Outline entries
::::::
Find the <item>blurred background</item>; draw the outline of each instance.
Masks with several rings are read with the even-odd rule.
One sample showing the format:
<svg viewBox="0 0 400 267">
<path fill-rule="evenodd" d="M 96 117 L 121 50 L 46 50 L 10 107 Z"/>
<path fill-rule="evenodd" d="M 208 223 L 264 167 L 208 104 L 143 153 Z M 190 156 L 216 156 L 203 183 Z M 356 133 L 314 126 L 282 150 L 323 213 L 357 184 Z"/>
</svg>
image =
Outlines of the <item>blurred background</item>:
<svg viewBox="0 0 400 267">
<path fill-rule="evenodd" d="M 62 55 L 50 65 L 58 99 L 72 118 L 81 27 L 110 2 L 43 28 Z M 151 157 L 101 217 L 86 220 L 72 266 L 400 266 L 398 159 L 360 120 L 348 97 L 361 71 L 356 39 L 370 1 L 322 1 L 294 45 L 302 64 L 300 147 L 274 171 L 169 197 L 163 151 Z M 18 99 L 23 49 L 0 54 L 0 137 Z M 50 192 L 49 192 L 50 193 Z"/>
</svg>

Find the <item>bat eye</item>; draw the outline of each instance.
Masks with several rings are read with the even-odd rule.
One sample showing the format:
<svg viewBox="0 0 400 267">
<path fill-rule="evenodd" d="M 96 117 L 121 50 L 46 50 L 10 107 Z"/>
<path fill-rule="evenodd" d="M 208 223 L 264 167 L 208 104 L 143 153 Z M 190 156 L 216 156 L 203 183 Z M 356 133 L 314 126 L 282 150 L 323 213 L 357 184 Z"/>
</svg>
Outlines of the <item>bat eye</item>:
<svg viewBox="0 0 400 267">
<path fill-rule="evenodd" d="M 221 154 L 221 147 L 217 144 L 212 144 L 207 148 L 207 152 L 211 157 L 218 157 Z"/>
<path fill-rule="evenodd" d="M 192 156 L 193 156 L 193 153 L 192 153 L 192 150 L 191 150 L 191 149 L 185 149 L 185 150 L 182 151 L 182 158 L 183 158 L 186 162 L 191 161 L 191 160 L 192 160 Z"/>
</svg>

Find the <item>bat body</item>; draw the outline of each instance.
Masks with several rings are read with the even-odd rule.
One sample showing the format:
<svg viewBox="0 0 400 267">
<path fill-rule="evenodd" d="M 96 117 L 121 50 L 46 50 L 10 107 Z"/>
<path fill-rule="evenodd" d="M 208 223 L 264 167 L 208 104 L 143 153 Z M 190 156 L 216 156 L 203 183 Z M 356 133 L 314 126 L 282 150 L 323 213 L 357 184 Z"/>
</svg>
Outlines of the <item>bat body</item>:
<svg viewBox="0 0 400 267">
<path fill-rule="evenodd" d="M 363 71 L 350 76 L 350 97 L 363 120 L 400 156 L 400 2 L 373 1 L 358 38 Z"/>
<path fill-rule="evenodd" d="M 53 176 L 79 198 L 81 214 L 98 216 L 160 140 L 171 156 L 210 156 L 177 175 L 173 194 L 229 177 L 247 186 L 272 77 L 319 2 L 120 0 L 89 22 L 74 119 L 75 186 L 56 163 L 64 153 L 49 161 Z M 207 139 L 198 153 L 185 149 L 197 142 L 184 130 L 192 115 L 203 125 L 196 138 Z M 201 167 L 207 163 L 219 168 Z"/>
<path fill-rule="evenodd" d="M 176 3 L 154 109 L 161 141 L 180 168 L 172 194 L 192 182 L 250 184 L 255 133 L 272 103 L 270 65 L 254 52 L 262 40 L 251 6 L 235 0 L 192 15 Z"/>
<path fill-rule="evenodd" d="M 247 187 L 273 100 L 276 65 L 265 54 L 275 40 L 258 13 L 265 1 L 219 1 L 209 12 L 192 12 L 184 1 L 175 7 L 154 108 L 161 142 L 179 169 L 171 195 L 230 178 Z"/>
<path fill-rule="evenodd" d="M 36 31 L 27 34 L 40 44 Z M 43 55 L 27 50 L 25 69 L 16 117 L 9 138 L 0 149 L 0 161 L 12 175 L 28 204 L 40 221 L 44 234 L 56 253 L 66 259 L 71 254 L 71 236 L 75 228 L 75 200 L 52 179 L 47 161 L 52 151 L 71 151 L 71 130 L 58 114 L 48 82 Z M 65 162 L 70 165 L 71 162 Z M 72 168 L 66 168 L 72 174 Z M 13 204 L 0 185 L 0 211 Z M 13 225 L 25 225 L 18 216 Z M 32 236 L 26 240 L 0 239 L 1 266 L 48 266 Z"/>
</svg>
::::::
■ **Aim**
How many lines of the entries contain the string "item"? Reply with the number alone.

■ **Task response**
6